To hear her name not from a grave tender with an agenda, a stranger with something to sell, but to hear her name in a voice and a tenor she can recognize. One who had called her by name many a time before.
To come to the grave and hear from God’s lips that it isn’t over.
It’s Mary for me. Her story on that sacred day makes me weep.
Some of us have come to the tombs of our lives and, in a moment of theophany, heard our names. A now passed mentor of mine who, while battling cancer, experienced a light and voice he could only explain as God; once medicine had done its part to give him more time, he returned to life with a new vigor, purpose, and work to do. A friend trying to hold her family together and lacking the financial means to even buy a tank of gas received an unsolicited gift card from a stranger in a parking lot with a note that said, “Merry Christmas.” The mother whose young daughter comes in excitedly dressed for Sunday worship but the mother is too hungover; Okay God, I hear you, it stops today, she thinks.
Those experiences of plunging the depths and expecting to come up empty but coming face to face with God, they change us. They teach us that God bends down to bring us up. There is nowhere forsaken, no one too far gone, no grave God won’t garden.
+++++
[REQUIREMENT A]
Answer the following about the reflection:
(i) Whose story makes the writer weep?
(ii) What did the mentor experience while battling cancer?
(iii) What did the friend receive from a stranger in a parking lot?
[REQUIREMENT B]
Reproduce the reflection's text between "Those experiences of" and "God won’t garden.", inclusive, renaming "forsaken" as "abandoned".
The rows below are drawn from a different source.
+++++
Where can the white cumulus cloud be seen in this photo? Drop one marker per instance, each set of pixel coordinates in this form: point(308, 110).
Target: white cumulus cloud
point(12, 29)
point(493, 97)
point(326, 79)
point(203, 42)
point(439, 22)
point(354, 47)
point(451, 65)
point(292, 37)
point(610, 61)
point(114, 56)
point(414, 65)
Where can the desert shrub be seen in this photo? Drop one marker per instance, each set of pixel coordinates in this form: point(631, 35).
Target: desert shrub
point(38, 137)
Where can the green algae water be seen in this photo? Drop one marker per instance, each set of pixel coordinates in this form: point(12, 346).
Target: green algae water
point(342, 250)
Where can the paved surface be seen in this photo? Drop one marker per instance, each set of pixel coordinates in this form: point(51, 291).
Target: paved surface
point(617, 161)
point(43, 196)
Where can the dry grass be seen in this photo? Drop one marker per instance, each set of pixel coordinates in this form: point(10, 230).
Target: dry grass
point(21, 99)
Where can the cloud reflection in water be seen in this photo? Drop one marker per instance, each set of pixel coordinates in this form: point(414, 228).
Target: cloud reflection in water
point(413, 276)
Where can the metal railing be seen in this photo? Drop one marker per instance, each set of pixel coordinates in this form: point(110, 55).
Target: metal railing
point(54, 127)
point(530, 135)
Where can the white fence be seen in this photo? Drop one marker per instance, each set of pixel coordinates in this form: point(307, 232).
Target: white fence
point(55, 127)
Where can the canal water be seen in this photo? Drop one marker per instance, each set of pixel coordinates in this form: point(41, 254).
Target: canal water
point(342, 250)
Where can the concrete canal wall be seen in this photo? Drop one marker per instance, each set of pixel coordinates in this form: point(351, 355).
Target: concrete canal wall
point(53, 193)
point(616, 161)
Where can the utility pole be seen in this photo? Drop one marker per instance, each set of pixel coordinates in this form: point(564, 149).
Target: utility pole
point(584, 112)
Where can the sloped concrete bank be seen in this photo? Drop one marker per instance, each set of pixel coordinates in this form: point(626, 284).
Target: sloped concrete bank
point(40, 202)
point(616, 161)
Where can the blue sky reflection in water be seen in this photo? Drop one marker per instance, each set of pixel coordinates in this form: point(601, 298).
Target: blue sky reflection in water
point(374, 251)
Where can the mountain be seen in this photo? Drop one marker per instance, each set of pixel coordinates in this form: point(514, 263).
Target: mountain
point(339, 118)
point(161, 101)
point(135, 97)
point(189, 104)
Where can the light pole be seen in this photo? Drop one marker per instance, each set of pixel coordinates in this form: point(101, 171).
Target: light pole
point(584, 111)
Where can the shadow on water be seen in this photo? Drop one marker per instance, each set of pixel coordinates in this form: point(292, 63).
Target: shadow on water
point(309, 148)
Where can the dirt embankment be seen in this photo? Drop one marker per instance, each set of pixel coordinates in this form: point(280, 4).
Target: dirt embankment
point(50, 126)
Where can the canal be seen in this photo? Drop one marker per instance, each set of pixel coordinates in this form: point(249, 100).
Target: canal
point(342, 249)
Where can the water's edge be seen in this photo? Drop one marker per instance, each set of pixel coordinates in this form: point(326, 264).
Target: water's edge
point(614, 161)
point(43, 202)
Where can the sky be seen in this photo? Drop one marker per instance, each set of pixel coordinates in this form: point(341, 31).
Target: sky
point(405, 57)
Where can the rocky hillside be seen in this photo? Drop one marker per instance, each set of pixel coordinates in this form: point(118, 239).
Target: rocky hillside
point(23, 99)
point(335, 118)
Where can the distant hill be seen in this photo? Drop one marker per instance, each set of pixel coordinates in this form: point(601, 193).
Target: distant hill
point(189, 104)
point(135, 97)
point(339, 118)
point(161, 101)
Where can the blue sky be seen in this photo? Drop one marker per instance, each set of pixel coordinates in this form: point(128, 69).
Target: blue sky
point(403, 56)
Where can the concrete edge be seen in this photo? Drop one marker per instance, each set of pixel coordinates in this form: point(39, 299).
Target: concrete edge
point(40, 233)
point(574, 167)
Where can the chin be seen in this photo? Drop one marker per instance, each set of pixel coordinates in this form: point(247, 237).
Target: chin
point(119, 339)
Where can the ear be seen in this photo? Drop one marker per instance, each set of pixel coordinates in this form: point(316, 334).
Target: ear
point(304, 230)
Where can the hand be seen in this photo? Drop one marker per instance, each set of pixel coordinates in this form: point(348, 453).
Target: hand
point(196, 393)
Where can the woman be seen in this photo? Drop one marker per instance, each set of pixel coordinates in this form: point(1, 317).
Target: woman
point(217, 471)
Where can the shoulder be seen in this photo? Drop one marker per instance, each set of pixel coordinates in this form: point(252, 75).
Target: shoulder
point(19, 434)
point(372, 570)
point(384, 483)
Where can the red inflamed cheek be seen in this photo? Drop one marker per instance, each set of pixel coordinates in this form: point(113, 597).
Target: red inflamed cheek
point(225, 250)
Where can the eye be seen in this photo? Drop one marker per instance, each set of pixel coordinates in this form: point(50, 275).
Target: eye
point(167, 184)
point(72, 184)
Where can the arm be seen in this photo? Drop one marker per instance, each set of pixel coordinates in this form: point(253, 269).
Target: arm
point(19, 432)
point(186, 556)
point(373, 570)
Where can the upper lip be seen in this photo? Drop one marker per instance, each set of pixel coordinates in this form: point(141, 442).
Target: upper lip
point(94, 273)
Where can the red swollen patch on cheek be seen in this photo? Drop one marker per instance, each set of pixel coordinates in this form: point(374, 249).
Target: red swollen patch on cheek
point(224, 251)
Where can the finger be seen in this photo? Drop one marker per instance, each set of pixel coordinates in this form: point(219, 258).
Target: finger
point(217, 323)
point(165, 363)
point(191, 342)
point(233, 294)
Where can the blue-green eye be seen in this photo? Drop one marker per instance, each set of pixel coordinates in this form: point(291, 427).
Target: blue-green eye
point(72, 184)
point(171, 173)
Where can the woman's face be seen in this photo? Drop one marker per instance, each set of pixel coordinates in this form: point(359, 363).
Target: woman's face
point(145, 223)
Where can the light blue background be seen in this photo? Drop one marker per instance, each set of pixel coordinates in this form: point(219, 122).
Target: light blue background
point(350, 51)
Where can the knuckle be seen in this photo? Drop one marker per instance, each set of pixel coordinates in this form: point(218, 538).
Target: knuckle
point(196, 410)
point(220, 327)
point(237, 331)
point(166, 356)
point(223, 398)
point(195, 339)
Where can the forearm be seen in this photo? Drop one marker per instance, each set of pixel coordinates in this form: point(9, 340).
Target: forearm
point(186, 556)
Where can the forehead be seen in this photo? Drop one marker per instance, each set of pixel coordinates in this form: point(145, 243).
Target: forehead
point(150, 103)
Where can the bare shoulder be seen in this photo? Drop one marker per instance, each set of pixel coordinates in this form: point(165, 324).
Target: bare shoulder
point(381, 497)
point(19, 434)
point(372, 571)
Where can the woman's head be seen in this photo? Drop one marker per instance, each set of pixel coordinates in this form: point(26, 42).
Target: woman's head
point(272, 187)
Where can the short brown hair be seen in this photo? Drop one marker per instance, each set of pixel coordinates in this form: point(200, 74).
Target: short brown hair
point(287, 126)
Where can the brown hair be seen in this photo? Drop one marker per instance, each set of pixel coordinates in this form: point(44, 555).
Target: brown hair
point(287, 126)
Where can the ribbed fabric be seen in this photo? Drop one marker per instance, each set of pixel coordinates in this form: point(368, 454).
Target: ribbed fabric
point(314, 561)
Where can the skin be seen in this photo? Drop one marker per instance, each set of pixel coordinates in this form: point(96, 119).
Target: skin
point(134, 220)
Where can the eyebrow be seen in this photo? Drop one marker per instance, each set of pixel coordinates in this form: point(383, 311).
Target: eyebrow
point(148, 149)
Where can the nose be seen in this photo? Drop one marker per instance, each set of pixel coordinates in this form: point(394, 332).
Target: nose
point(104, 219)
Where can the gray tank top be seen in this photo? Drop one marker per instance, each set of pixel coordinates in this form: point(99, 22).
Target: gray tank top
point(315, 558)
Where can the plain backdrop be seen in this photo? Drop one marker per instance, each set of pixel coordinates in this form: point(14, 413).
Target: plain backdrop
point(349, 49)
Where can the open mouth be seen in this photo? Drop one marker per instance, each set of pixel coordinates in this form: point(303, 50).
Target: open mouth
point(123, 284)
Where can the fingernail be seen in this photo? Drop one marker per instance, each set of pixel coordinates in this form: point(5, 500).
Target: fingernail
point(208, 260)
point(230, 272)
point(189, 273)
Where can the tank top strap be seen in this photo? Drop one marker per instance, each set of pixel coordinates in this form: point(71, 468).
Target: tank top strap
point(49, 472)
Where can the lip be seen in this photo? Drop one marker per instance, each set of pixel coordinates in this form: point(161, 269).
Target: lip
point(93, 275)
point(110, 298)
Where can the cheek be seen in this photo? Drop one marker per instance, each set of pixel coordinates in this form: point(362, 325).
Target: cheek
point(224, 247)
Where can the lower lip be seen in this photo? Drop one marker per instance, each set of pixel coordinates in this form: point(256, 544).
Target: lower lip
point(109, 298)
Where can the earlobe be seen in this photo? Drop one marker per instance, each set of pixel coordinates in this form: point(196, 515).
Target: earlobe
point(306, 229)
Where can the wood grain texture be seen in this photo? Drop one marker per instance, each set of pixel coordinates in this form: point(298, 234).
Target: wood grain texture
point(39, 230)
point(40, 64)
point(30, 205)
+++++
[WRITTEN REPLY A]
(i) Mary's story.
(ii) A light and voice he could only explain as God.
(iii) An unsolicited gift card with a note that said, "Merry Christmas."

[WRITTEN REPLY B]
Those experiences of plunging the depths and expecting to come up empty but coming face to face with God, they change us. They teach us that God bends down to bring us up. There is nowhere abandoned, no one too far gone, no grave God won’t garden.